Please continue the Bank of England rate decision article from where it stops.

*Document segment*:
--

Bank of England Governor Andrew Bailey cast the decisive vote, while four members advocated for a 25-basis-point cut to 3.75%. The Bank of England stated that the 3.8% inflation rate in September “is likely to have already peaked.”

The minutes revealed that among the officials who voted to keep rates unchanged, Bailey was the most dovish, leaning towards supporting a rate cut as he believed that inflation risks “had recently declined and become more balanced.”

In a written statement, he remarked, “We still anticipate that interest rates will decline gradually, but before implementing another rate cut, we need to ensure that inflation is moving toward our 2% target.”

Although the market had anticipated this decision, the Bank of England revised its guidance, stating that interest rates “are likely to continue declining gradually,” while dropping the word ‘cautiously.’

This reform in the Bank of England’s communication framework allows each MPC member to explain the rationale behind their decisions. Bailey noted, “Since August, the upside risks to inflation are no longer as pressing,” and his choice to maintain rates was aimed at waiting for further evidence.

He added that his position reflects the interest rate path implied by the ‘forward-looking Taylor Rule,’ which, according to the central bank’s documents, suggests three rate cuts over the next year. Voting alongside Bailey were Deputy Governor for Monetary Policy Clare Lombardelli, Chief Economist Huw Pill, and external members Catherine Mann and Megan Greene.

Deputy Governor for Financial Stability Sarah Breeden, who joined the committee in 2023, dissented from Bailey for the first time, favoring a rate cut. She stated that ‘upside risks to inflation have diminished,’ while downside risks on the demand side ‘have become more prominent.’

Deputy Governor for Markets Dave Ramsden, along with external members Alan Taylor and Swati Dhingra, were other dovish members.

--

*Data to examine*:
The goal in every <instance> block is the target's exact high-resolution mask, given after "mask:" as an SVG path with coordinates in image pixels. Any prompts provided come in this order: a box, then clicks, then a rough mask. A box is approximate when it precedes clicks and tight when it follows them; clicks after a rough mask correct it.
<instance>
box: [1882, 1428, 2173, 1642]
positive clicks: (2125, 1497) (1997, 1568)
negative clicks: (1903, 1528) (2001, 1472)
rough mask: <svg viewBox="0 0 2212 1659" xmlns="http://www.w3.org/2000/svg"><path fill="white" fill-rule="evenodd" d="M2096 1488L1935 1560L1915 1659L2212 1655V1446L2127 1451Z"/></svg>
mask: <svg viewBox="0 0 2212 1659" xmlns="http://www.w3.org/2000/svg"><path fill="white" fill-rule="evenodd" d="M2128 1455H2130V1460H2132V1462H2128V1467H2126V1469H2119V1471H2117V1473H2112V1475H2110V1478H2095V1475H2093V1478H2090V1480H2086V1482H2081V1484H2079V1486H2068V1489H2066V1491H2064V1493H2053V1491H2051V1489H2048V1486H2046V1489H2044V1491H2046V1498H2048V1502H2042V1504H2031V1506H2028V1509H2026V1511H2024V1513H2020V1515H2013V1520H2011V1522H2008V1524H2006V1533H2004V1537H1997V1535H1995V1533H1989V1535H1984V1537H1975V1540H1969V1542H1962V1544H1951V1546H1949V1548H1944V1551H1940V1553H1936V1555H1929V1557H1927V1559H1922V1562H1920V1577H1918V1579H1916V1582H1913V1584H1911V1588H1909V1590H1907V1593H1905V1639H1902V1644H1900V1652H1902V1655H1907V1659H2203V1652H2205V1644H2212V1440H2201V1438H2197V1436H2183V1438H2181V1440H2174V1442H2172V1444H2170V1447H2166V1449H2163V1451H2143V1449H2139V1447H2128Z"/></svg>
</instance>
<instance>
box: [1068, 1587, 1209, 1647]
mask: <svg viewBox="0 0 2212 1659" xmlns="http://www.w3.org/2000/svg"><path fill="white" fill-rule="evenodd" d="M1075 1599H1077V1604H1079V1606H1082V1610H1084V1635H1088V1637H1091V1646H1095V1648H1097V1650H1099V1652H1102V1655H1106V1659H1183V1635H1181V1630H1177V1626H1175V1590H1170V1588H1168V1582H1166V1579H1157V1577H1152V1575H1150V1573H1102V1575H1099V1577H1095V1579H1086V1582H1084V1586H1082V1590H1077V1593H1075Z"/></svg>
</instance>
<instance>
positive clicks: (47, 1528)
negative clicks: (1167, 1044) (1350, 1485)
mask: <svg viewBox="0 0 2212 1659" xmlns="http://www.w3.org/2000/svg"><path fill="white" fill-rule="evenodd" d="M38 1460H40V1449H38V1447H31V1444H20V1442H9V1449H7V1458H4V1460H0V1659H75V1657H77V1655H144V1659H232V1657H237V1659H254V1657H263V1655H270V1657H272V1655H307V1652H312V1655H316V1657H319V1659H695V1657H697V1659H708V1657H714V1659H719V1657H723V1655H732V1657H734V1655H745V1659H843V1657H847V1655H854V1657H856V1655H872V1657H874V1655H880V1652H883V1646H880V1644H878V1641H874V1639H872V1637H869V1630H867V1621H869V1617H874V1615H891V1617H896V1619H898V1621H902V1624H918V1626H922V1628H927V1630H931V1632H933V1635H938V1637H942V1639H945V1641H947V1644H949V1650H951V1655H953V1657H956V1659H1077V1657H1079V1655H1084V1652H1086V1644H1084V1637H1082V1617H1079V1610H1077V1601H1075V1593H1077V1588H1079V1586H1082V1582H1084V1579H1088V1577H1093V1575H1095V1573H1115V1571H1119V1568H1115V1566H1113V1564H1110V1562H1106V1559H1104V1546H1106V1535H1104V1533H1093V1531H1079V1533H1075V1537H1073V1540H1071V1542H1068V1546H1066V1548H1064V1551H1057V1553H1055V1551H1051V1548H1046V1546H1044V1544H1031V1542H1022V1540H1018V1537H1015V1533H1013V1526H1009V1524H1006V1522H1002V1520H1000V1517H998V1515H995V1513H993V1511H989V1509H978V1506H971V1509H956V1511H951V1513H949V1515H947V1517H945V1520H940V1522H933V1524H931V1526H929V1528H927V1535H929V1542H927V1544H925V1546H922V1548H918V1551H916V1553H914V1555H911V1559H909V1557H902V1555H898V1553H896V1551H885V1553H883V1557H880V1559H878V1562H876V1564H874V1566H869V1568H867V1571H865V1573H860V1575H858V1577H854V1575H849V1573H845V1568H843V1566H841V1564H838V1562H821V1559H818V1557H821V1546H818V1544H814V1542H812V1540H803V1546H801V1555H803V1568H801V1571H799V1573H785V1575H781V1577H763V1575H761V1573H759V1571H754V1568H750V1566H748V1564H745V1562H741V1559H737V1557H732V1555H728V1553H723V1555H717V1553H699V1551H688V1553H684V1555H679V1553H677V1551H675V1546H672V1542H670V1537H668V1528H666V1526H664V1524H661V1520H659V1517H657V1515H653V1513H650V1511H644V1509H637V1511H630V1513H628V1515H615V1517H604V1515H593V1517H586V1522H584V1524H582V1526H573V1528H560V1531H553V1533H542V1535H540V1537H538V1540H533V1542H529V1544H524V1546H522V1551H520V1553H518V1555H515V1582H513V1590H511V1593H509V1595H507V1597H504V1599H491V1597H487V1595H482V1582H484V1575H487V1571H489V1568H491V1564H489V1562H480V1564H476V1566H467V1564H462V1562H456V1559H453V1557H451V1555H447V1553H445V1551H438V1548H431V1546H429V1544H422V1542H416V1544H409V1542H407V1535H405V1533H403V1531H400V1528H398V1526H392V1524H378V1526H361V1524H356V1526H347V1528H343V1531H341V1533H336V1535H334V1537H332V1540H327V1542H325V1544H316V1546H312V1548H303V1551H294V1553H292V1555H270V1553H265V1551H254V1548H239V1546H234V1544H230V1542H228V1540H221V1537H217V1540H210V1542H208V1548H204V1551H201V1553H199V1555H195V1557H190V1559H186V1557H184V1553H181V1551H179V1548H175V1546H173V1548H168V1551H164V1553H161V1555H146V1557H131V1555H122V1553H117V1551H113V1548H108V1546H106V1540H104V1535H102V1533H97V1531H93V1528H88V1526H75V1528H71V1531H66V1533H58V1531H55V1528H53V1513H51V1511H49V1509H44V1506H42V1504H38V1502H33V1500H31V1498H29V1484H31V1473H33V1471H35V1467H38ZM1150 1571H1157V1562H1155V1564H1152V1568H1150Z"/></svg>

--

*Answer area*:
The Monetary Policy Report noted, ‘Risks associated with greater persistence of inflation have receded, while risks to medium-term inflation posed by weaker demand have become more pronounced, making the overall risks now more balanced.’

This interest rate decision comes weeks before Chancellor of the Exchequer Rachel Reeves is set to unveil the budget, in which she is expected to announce substantial tax increases that could dampen growth and suppress inflation. The Bank of England based its forecasts and policy decisions on the fiscal framework established in March and did not incorporate any anticipated budget measures.

Based on these assumptions, the Bank of England’s updated projections indicate that inflation will fall to 3.1% early next year and stabilize near the 2% target starting from the second quarter of 2027; unemployment is projected to peak at 5.1% in the second quarter, up from the 4.9% forecast in August. The bank revised its growth forecast for this year upward from 1.25% to 1.5%, maintaining its outlook for 2026 and 2027 unchanged.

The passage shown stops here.